■ SHORT PROBLEM:
Revise the data below so that every "single keypoint" reads "single point", with all else left as it is.

■ THE RECORDS:

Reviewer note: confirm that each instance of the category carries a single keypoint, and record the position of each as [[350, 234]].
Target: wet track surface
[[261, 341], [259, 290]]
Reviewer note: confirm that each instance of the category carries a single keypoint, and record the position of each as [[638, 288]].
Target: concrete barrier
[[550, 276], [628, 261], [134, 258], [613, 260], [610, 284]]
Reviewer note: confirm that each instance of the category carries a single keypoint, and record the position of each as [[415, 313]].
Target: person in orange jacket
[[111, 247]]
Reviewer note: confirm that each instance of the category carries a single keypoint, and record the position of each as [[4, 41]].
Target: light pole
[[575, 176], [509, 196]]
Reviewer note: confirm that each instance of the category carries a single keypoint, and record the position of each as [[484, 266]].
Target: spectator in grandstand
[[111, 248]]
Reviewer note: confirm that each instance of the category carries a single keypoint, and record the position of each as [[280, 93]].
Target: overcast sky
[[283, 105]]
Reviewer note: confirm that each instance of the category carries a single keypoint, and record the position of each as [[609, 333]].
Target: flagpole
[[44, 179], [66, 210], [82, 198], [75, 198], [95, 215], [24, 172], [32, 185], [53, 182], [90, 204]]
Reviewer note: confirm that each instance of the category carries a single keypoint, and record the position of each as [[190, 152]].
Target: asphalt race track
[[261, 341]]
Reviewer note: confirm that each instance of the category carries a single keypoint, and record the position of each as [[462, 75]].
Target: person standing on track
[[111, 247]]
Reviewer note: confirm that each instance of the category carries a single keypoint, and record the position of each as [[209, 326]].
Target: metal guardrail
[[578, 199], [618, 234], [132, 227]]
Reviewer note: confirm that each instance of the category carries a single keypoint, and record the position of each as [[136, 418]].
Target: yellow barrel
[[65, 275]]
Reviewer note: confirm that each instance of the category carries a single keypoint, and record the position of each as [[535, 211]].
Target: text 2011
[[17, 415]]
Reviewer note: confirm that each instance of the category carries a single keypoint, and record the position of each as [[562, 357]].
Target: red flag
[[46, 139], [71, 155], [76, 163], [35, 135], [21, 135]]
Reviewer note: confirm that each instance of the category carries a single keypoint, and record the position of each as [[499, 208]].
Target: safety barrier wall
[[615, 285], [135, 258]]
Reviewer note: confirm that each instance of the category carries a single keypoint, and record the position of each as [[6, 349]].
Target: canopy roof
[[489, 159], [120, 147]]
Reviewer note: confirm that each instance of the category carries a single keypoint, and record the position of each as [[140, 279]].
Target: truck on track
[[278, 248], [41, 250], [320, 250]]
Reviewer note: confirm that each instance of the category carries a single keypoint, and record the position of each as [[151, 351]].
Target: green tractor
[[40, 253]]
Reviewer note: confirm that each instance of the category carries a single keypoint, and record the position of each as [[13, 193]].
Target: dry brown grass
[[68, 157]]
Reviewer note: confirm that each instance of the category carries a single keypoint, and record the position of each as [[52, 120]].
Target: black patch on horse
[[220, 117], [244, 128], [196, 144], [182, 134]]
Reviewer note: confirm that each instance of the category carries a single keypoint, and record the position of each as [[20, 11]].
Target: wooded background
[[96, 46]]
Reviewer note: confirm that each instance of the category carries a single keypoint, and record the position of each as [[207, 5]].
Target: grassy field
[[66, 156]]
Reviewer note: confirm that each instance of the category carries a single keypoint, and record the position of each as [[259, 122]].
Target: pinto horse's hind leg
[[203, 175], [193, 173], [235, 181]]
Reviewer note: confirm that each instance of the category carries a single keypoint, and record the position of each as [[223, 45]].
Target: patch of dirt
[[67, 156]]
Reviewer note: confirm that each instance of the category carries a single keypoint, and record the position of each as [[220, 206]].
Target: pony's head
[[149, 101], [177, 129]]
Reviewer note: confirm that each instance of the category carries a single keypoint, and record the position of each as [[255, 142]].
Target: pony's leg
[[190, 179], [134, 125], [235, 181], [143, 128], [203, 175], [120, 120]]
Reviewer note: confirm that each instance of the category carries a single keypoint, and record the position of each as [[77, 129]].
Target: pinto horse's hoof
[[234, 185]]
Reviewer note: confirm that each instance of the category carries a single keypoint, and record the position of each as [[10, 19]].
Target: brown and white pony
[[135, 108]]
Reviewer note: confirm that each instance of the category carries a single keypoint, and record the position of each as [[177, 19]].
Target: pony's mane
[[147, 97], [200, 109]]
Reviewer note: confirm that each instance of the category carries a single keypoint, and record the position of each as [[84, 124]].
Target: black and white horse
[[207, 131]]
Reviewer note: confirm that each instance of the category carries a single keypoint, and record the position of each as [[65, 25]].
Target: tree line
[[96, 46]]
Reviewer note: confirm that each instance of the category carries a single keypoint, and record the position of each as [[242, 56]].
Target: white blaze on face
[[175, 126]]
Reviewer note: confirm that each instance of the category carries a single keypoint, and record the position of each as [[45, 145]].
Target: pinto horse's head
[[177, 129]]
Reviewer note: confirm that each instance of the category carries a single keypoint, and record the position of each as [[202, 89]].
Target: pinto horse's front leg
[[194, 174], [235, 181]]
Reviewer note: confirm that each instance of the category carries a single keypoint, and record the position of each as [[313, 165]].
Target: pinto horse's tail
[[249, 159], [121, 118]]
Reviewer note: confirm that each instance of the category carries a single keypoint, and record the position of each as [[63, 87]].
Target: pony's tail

■ COMPLETE RESPONSE:
Reviewer note: confirm that each instance of the category carries a single point, and record the position of each as [[350, 234]].
Target: wet track surface
[[261, 341], [259, 290]]
Reviewer note: confirm that each instance of the category carries a single point, and record the position of each as [[638, 288]].
Target: concrete barrier
[[550, 276], [628, 261], [134, 258], [613, 260], [610, 284]]
Reviewer note: confirm that each instance of the category carries a single point, and record the position of each as [[415, 313]].
Target: person in orange jacket
[[111, 247]]
Reviewer note: confirm that each instance of the category carries a single point, and record the position of each as [[4, 41]].
Target: light pole
[[575, 176], [509, 196]]
Reviewer note: confirm that each instance of the category carries a single point, and record the position of each as [[484, 266]].
Target: spectator in grandstand
[[111, 248]]
Reviewer note: confirm that each instance of the category carries a single point, and record the position of each as [[280, 93]].
Target: overcast sky
[[283, 105]]
Reviewer note: confirm that each instance of the category carries a single point, and record the position of each as [[609, 333]].
Target: flagpole
[[44, 179], [66, 210], [82, 198], [75, 198], [95, 215], [24, 172], [32, 185], [53, 182], [90, 204]]
Reviewer note: confirm that each instance of the category carries a single point, and record the position of each as [[190, 152]].
Target: asphalt race track
[[261, 341]]
Reviewer note: confirm that each instance of the category carries a single point, and record the position of each as [[462, 75]].
Target: person standing on track
[[111, 247]]
Reviewer note: confirm that each instance of the category carries a single point, and record the position of each as [[209, 326]].
Target: metal guardrail
[[578, 199], [618, 234], [132, 227]]
Reviewer note: confirm that each instance of the category carries a single point, and record the position of each as [[136, 418]].
Target: yellow barrel
[[65, 275]]
Reviewer note: confirm that each instance of the category carries a single point, and record the position of each as [[535, 211]].
Target: text 2011
[[17, 415]]
Reviewer note: confirm that each instance of the category carries a single point, and record the position of each as [[562, 357]].
Target: red flag
[[46, 139], [71, 155], [76, 163], [35, 135], [21, 135]]
Reviewer note: confirm that each instance of the category carries a single point, and record the position of each as [[499, 208]].
Target: safety barrier wall
[[615, 285], [135, 258]]
Reviewer note: confirm that each instance of the category carries a single point, and record the position of each as [[6, 349]].
Target: canopy roof
[[489, 159], [120, 147]]
Reviewer note: confirm that each instance of the category carries a single point, and record the position of each as [[140, 279]].
Target: truck on track
[[278, 248], [41, 250], [320, 250]]
Reviewer note: confirm that each instance of the category carries a single point, and record the position of each as [[151, 351]].
Target: green tractor
[[40, 253]]
Reviewer note: confirm that each instance of the category carries a single point, and record the position of each as [[13, 193]].
Target: dry brown grass
[[68, 157]]
Reviewer note: confirm that each instance of the category carries a single point, and record the position of each as [[52, 120]].
Target: black patch on horse
[[220, 117], [244, 128], [196, 144], [182, 134]]
Reviewer note: confirm that each instance of the category carries a single point, and record the position of each as [[20, 11]].
Target: wooded background
[[96, 46]]
Reviewer note: confirm that each instance of the category carries a single point, and record the position of each as [[207, 5]].
Target: grassy field
[[66, 156]]
Reviewer note: confirm that each instance of the category carries a single point, and record the position of each as [[259, 122]].
Target: pinto horse's hind leg
[[203, 175], [193, 173], [235, 181]]
Reviewer note: confirm that each instance of the category carries a single point, and record the position of each as [[223, 45]].
Target: patch of dirt
[[67, 156]]
Reviewer note: confirm that each instance of the category carries a single point, and record the position of each as [[220, 206]].
Target: pony's head
[[149, 101], [177, 129]]
Reviewer note: confirm that each instance of the category carries a single point, and record the position of each as [[255, 142]].
Target: pony's leg
[[190, 179], [134, 125], [235, 181], [143, 128], [203, 175], [120, 120]]
Reviewer note: confirm that each instance of the category carries a single point, and record the position of each as [[77, 129]].
Target: pinto horse's hoof
[[234, 185]]
Reviewer note: confirm that each instance of the category carries a single point, and record the position of each as [[10, 19]].
Target: brown and white pony
[[135, 108]]
Reviewer note: confirm that each instance of the category carries a single point, and record the position of each as [[177, 19]].
Target: pony's mane
[[147, 97], [200, 109]]
Reviewer note: confirm that each instance of the category carries a single point, and record the position of each as [[84, 124]].
Target: black and white horse
[[207, 131]]
Reviewer note: confirm that each instance of the category carries a single point, and record the position of each as [[65, 25]].
Target: tree line
[[96, 46]]
Reviewer note: confirm that each instance of the category carries a single point, and record the position of each as [[242, 56]].
Target: white blaze on face
[[175, 126]]
Reviewer note: confirm that each instance of the category carries a single point, and record the position of each as [[45, 145]].
Target: pinto horse's head
[[177, 129]]
Reviewer note: confirm that each instance of the category carries a single point, and record the position of each as [[202, 89]].
Target: pinto horse's front leg
[[194, 174], [235, 181]]
Reviewer note: confirm that each instance of the category carries a single point, and record the position of each as [[313, 165]].
Target: pinto horse's tail
[[249, 159], [121, 118]]
Reviewer note: confirm that each instance of the category carries a single point, and record the position of each as [[63, 87]].
Target: pony's tail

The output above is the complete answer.